» Aim of the task:
Rewrite every line of the listing below as a numbered list, skipping any blank lines. Leave the pictures out of your answer.

::: Provided records

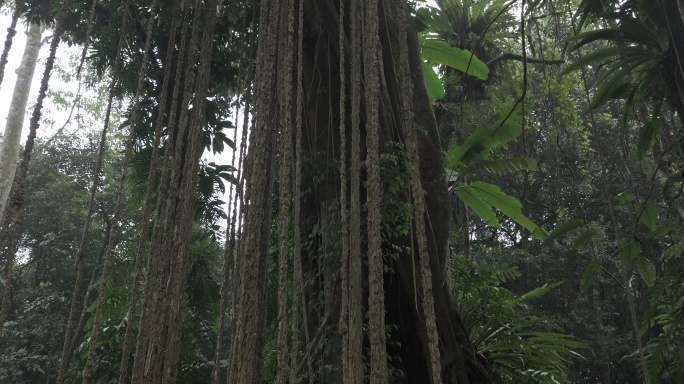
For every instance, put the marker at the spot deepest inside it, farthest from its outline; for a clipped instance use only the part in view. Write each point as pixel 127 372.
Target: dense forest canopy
pixel 409 192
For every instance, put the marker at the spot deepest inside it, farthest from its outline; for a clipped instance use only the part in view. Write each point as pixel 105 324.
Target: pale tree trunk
pixel 9 148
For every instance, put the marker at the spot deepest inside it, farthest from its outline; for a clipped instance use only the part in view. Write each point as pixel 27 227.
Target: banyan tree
pixel 343 172
pixel 345 128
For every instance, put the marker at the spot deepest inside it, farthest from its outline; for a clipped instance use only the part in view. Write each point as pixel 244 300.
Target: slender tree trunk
pixel 9 149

::::::

» Final answer:
1. For every instance, put the marker at the spot deepest inside it, farthest from its outline; for a clipped instance use only the part in view. Write each point as pixel 127 372.
2. Target: dense forest canopy
3. pixel 409 192
4. For every instance, put the marker at the spot deepest inside it, farthest from its outline; for a clipped instance use only the part in view. Write each point as pixel 105 324.
5. Target: pale tree trunk
6. pixel 9 148
7. For every instance, put the marker at the spot deepest inside it, farthest from its outline; for a clipped instance use only the part in view. Write each point as pixel 27 227.
8. Target: banyan tree
9. pixel 343 172
10. pixel 345 128
11. For every instance, put the marker at the spot deepest inside it, farthest from its outline; for a clipped instance use only the part in view. Write each point as pixel 244 300.
12. Target: slender tree trunk
13. pixel 9 149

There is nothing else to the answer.